▸ CHALLENGE
Return each entry exactly, omitting nothing.

_ _ _ _

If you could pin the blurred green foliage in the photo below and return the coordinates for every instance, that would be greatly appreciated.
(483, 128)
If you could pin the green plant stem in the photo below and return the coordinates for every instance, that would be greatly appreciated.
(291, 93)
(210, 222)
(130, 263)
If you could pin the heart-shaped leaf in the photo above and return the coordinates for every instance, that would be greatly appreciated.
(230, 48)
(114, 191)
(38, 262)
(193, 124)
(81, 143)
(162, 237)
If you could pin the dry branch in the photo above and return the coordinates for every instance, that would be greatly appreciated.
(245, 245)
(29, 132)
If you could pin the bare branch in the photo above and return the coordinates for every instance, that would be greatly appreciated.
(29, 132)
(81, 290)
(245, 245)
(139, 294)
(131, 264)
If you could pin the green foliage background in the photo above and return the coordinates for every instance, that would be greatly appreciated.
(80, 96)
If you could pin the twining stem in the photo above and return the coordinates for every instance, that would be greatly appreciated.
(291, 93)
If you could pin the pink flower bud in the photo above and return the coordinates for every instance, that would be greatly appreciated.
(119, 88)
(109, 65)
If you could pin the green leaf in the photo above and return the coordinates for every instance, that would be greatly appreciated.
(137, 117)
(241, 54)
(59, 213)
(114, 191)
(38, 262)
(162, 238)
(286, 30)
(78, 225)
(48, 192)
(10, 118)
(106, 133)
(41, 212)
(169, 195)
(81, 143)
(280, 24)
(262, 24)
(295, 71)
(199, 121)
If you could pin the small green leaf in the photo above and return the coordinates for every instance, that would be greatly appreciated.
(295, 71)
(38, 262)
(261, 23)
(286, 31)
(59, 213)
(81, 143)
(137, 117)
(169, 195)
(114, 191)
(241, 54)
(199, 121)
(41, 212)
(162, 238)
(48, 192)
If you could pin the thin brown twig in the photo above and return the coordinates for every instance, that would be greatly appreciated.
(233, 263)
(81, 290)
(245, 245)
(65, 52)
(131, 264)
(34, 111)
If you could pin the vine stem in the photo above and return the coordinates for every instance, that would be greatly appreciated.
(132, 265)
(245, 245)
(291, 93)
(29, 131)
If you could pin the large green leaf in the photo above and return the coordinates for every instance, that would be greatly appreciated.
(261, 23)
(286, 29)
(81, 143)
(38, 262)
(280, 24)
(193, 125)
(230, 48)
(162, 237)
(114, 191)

_ _ _ _

▸ RESPONSE
If you could pin the blurred green foliage in the photo below and return the coordinates for every instance, that would be greatly appreciated.
(483, 128)
If you could pin the green plant stem in the photo below and return the coordinates for every instance, that would be greatly appreciated.
(291, 93)
(210, 222)
(130, 263)
If you could pin the heart-shaped leaf in the photo above and return the coordinates for every instance, that would be greatly appreciated.
(230, 48)
(114, 191)
(38, 262)
(193, 124)
(81, 143)
(162, 237)
If you could pin the dry branch in the photo above and return the coordinates for every instance, that would be greatly appreciated.
(245, 245)
(29, 132)
If you could pin the bare branch in the photo above and return the coordinates for every instance, that would be greatly appreciated.
(29, 132)
(81, 290)
(245, 245)
(139, 294)
(131, 264)
If you could pin the green foliage background in the photo above and return the coordinates for every instance, that would be greatly appreciated.
(80, 96)
If you could pin the twining stem in the photo above and return the coordinates for every instance, that would be greatly appreciated.
(291, 93)
If you could pin the pink flower bud in the photo above and return the coordinates for every instance, that would be greatly appreciated.
(119, 88)
(109, 65)
If you could pin the green leaf in the photo above and return the coordinates for every instance, that would be greatly appreciated.
(137, 117)
(241, 54)
(59, 213)
(114, 191)
(38, 262)
(162, 238)
(286, 30)
(78, 225)
(48, 192)
(10, 118)
(106, 133)
(41, 212)
(169, 195)
(81, 143)
(280, 24)
(262, 24)
(295, 71)
(199, 121)
If you could pin the small green leaf in the photo above and return the coordinates for every instance, that would be greatly appreciated.
(295, 71)
(38, 262)
(261, 23)
(286, 31)
(59, 213)
(81, 143)
(137, 117)
(169, 195)
(114, 191)
(241, 54)
(199, 121)
(41, 212)
(162, 238)
(48, 192)
If you could pin the thin brown twig in the photo above and return the coordinates for every instance, that would be greatly appreciated.
(233, 263)
(81, 290)
(245, 245)
(65, 52)
(131, 264)
(34, 111)
If you could pin the vine stem in the photo above and return the coordinates for every instance, that would be greatly appreciated.
(132, 265)
(245, 245)
(291, 93)
(29, 131)
If you could pin the large green leaf in the photo above and return the coordinates for every instance, that would be greatly appreciated.
(261, 23)
(286, 29)
(81, 143)
(38, 262)
(280, 24)
(193, 125)
(230, 48)
(162, 237)
(114, 191)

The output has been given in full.